*Information shown*

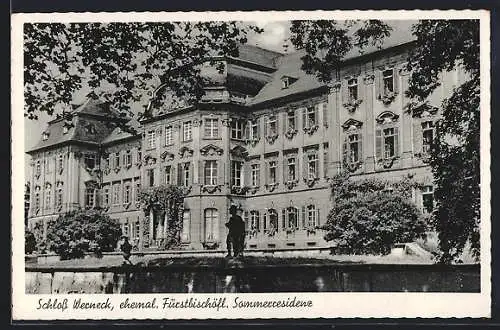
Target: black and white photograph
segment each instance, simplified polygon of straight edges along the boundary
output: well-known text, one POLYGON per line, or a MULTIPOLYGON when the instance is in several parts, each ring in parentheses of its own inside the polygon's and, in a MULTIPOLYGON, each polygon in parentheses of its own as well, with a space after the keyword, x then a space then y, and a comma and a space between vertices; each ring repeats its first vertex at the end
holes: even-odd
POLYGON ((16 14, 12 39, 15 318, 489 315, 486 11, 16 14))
...
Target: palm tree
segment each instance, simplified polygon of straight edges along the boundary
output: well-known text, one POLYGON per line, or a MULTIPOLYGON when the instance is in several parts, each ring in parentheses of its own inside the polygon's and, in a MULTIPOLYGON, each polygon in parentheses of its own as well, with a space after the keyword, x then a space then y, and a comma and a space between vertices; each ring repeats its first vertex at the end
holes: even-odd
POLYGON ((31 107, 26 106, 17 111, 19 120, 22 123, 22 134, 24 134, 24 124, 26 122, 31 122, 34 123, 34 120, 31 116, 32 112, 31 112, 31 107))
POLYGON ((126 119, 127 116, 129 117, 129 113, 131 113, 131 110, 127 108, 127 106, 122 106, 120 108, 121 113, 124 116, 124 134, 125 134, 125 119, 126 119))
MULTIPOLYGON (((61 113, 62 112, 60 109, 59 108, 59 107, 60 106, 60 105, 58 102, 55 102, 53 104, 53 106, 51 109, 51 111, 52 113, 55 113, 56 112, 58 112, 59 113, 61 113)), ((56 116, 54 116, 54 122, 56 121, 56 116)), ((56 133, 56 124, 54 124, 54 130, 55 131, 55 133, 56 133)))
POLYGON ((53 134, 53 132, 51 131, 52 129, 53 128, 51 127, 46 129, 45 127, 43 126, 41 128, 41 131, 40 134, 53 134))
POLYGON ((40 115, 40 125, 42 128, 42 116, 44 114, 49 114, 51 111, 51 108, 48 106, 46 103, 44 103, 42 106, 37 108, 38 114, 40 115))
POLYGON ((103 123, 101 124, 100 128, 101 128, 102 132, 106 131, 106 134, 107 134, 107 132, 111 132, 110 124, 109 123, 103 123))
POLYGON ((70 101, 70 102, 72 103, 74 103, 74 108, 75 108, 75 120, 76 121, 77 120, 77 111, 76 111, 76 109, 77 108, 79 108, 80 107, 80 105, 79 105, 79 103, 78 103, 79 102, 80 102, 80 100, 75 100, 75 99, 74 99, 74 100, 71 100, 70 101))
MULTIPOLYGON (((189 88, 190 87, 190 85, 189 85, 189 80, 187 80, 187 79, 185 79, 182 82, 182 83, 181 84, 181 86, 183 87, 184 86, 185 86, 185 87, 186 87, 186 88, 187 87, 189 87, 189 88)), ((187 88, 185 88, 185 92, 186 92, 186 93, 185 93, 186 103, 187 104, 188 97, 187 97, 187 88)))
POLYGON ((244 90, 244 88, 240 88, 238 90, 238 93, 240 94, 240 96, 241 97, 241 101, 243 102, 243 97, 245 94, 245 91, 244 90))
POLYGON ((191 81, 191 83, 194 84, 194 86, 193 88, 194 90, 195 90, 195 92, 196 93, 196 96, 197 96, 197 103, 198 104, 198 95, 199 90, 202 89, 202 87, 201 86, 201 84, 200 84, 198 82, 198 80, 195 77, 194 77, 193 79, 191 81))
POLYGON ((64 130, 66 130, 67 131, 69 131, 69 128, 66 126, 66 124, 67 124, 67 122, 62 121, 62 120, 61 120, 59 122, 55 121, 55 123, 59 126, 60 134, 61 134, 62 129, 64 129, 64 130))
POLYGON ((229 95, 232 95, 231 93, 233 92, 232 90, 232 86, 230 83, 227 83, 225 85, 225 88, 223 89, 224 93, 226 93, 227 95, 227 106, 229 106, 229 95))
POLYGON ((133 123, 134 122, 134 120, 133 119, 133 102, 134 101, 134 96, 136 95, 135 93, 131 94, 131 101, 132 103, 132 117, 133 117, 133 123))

*Direction*
Rewrite only the lines starting with the line that contains "Target: black and white photograph" and going on through the line that contains "POLYGON ((16 14, 12", with "even-odd" replaced by "nonzero" and everything else left unchanged.

*Solution*
Target: black and white photograph
segment each instance, simplified polygon of straight edges along the boundary
output: well-known text, one POLYGON per line, or a MULTIPOLYGON when the instance is in several parts, each ring in parentheses of its own inside the polygon's and, in a MULTIPOLYGON, each polygon in parentheses of its own as well, with a space after the keyword, x then a space then y, and a comma and a space between vertices; each ring repeats its first vertex at the end
holes: nonzero
POLYGON ((16 14, 12 39, 15 318, 489 315, 486 11, 16 14))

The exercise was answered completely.